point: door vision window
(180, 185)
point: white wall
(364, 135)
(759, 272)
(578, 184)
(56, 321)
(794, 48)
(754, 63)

────────────────────

Please list every line in the records that contains the word "point".

◆ **WRITTEN REPLY**:
point: door vision window
point: white wall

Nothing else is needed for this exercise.